Integrating $\int\sin^{-2}xdx$

Question

I am trying to prove that $$ \int\frac{1}{\sin^2(x)}dx = -\cot(x) + C $$ but I have difficulties, I don't know where to start, I can't substitute anything with $sin(x)$ because I don't have a $cos(x)$ to make it up for, I also know that: $$ \sin^2x = \frac{1 - \cos(2x)}{2} $$ so I basically have: $$ \int\frac{2}{1 - \cos(2x)}dx $$ and there I am stuck, how do I proceed?

REQUIREMENTS => From the integration question, copy the part that starts at "I am trying" and ends at "do I proceed?", word for word.

SUPPLIED ENTRIES =>

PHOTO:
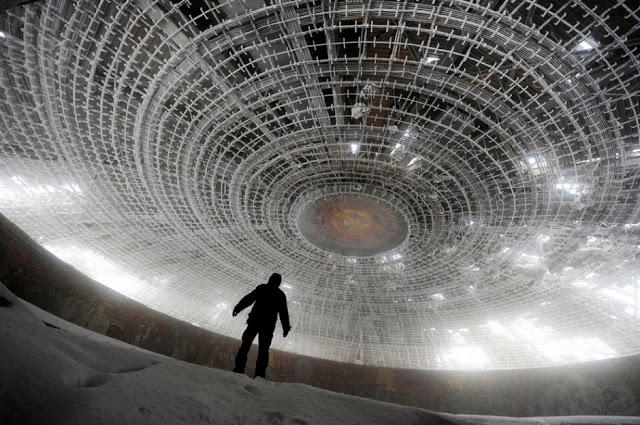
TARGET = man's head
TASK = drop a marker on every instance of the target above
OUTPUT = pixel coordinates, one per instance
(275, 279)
---
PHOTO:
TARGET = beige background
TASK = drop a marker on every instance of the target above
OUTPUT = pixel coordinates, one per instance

FINAL RESULT =>
I am trying to prove that $$ \int\frac{1}{\sin^2(x)}dx = -\cot(x) + C $$ but I have difficulties, I don't know where to start, I can't substitute anything with $sin(x)$ because I don't have a $cos(x)$ to make it up for, I also know that: $$ \sin^2x = \frac{1 - \cos(2x)}{2} $$ so I basically have: $$ \int\frac{2}{1 - \cos(2x)}dx $$ and there I am stuck, how do I proceed?